**Request**
Below are some records. Write out the lines from the one containing "Phrase -- roof edge" to the last line, word for word, leaving out pictures.

**Entries provided**
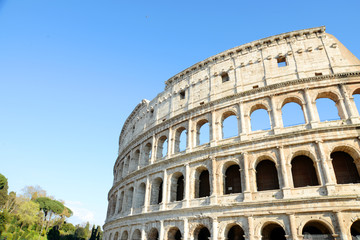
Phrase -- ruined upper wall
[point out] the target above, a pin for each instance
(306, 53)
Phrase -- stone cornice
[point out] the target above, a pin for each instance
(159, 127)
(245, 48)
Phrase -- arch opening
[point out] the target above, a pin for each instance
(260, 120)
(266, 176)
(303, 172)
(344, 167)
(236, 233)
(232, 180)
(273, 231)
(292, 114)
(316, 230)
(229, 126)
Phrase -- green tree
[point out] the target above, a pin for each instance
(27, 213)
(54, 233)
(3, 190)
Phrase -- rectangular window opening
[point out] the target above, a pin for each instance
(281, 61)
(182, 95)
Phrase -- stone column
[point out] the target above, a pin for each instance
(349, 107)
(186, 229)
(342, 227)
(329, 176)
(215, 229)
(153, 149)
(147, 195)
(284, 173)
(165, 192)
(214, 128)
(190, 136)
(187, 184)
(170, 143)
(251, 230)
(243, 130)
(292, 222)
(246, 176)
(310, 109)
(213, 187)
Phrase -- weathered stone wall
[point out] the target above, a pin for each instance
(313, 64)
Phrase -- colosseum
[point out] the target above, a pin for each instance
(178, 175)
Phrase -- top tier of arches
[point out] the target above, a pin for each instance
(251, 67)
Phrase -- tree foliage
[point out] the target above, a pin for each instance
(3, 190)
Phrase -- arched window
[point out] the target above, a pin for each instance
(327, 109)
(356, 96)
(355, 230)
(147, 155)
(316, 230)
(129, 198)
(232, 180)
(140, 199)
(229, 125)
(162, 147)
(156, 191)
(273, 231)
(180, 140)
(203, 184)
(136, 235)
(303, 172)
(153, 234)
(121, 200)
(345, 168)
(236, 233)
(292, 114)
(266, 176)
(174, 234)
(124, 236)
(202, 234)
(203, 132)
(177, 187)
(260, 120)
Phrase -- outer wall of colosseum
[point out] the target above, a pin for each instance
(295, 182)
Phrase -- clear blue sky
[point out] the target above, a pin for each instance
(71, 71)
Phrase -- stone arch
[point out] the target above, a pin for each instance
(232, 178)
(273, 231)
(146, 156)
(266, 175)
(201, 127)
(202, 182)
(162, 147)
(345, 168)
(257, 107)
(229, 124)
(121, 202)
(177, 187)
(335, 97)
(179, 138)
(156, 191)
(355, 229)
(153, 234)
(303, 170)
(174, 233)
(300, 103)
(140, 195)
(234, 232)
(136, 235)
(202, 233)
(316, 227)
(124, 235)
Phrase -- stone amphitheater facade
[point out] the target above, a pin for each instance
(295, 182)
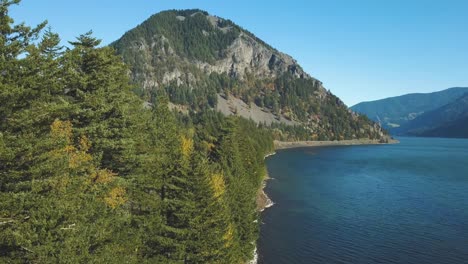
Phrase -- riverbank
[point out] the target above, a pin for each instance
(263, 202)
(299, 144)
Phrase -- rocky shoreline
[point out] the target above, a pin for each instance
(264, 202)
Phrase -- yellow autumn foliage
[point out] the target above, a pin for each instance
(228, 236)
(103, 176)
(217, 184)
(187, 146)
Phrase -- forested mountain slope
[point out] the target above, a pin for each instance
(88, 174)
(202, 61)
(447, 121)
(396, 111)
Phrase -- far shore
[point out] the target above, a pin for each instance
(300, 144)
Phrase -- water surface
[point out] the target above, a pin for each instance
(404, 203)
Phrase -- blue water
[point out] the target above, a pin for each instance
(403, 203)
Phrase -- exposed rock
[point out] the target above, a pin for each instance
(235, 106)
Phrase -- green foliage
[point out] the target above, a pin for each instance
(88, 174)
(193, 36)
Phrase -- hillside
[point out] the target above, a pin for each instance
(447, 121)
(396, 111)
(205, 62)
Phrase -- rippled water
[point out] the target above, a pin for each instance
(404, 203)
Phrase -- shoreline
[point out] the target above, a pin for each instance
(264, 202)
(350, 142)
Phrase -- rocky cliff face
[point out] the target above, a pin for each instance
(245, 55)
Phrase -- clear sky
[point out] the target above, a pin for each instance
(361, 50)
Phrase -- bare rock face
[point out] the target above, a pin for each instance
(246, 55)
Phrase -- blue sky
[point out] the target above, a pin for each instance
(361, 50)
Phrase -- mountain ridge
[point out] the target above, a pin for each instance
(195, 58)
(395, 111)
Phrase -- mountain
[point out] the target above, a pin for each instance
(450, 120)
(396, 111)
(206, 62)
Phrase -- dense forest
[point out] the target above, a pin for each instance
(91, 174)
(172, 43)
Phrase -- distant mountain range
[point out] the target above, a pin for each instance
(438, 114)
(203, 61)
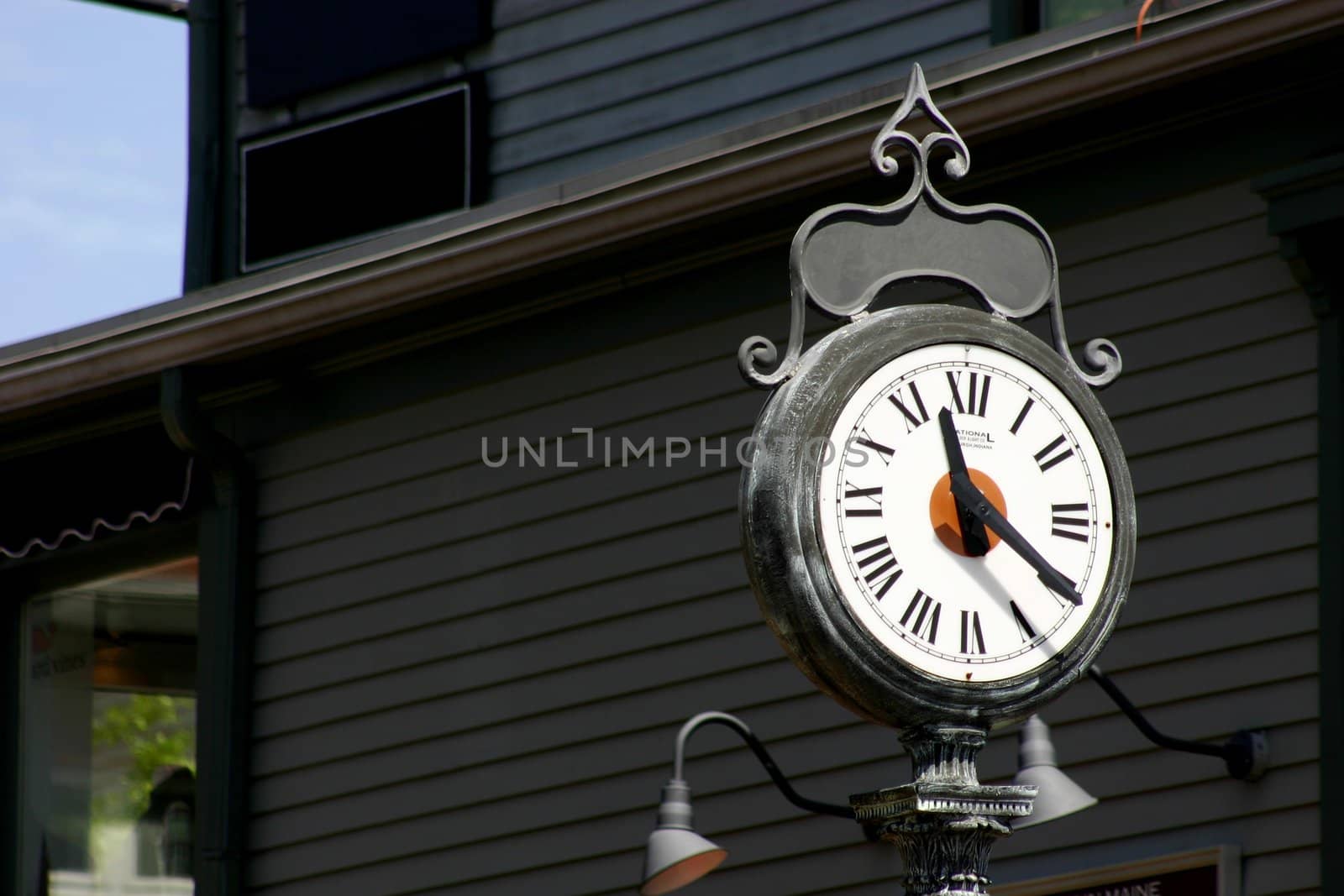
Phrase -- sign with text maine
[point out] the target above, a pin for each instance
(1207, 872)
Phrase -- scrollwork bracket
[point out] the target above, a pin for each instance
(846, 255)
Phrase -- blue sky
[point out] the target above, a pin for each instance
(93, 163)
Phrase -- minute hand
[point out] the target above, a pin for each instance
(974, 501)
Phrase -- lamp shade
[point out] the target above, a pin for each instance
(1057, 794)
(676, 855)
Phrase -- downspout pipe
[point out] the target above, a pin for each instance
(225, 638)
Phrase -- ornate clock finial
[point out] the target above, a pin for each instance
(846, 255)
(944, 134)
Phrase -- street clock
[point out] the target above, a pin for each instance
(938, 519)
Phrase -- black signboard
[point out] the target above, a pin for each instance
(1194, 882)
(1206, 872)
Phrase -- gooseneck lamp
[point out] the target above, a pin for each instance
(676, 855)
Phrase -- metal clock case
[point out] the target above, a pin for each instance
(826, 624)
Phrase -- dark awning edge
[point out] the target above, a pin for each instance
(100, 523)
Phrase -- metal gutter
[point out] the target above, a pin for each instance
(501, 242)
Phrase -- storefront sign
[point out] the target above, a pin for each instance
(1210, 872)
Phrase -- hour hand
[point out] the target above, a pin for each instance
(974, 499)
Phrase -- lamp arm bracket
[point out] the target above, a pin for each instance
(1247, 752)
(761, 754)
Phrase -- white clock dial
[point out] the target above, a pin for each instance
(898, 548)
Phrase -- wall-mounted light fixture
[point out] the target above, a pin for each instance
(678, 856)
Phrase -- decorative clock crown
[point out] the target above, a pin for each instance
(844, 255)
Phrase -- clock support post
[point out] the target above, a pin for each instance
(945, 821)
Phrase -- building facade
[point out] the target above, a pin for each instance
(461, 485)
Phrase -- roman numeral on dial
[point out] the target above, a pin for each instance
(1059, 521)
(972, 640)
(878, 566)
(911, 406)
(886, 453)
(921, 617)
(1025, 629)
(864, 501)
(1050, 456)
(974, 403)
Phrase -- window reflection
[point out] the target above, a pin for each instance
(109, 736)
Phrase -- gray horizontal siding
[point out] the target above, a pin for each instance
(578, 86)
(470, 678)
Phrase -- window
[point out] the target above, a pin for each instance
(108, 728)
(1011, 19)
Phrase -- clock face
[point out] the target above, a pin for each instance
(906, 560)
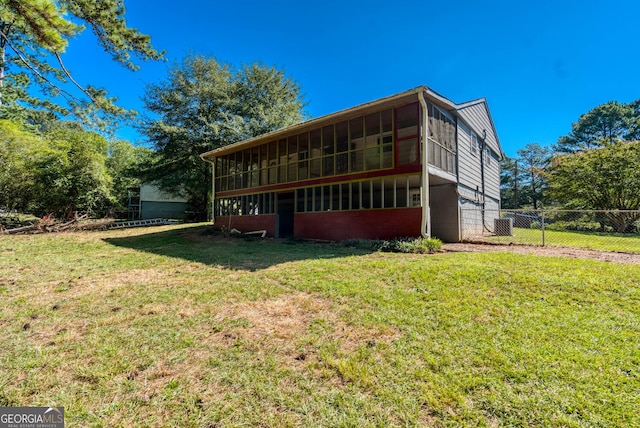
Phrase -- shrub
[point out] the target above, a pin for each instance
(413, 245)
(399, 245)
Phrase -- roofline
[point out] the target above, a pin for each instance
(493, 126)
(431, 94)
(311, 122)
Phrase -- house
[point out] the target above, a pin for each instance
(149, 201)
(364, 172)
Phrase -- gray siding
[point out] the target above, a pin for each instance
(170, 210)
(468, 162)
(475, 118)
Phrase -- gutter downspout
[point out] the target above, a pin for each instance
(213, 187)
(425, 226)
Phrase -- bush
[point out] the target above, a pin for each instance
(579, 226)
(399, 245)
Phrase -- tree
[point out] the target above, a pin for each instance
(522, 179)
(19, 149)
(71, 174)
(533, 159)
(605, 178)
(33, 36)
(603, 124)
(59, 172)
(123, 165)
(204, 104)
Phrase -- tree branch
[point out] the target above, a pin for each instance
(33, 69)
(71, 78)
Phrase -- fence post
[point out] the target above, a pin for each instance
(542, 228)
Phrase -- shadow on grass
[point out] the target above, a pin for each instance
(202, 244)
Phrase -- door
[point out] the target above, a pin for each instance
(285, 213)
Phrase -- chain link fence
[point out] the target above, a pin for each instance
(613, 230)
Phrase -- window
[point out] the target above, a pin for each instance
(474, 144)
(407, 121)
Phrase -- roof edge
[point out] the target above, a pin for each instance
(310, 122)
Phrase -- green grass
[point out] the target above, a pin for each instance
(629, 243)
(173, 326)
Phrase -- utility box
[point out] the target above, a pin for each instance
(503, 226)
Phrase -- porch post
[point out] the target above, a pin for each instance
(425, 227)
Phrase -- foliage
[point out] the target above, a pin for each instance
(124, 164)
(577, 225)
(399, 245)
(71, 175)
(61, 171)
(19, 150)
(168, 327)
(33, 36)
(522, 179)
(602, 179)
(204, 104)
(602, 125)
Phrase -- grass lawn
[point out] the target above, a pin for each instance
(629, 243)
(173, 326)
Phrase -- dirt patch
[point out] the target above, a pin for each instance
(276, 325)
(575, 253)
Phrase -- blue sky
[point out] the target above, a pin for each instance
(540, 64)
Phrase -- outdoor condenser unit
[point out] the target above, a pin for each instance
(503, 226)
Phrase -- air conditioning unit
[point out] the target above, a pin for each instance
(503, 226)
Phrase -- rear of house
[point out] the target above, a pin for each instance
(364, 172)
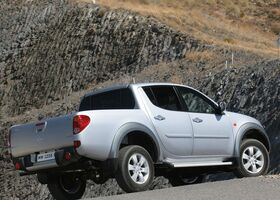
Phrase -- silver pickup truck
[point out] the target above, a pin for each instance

**Problem solution**
Phrase -- roof edge
[point out] the target above, a pin for each instance
(310, 122)
Phrase -- green grass
[point out] the target above, a pin for each instance
(629, 243)
(173, 326)
Phrase -- utility box
[point out] the target above, a pin for each instance
(503, 226)
Phrase -- porch post
[point out] the target above, a pin for each instance
(425, 227)
Phrase -- foliage
[point out] the target above, a pin for each instance
(124, 164)
(577, 225)
(399, 245)
(71, 175)
(61, 171)
(19, 150)
(168, 327)
(33, 36)
(522, 179)
(602, 179)
(204, 104)
(602, 125)
Phrase -- grass lawn
[point out] the target above, a pin for each instance
(629, 243)
(173, 326)
Phrase -- dirt patch
[point out] the target above, a pin for each instance
(276, 325)
(575, 253)
Phrase -- blue sky
[point out] the target above, a pin for each instance
(540, 64)
Phrase -- outdoor condenser unit
[point out] the target above, a pin for each instance
(503, 226)
Phrase -- air conditioning unit
[point out] the target above, a pin for each instance
(503, 226)
Phrase -- rear of house
[point out] the target above, a pin for each instance
(364, 172)
Phrase -- silver pickup truck
[point out] the target above, a pin for each instance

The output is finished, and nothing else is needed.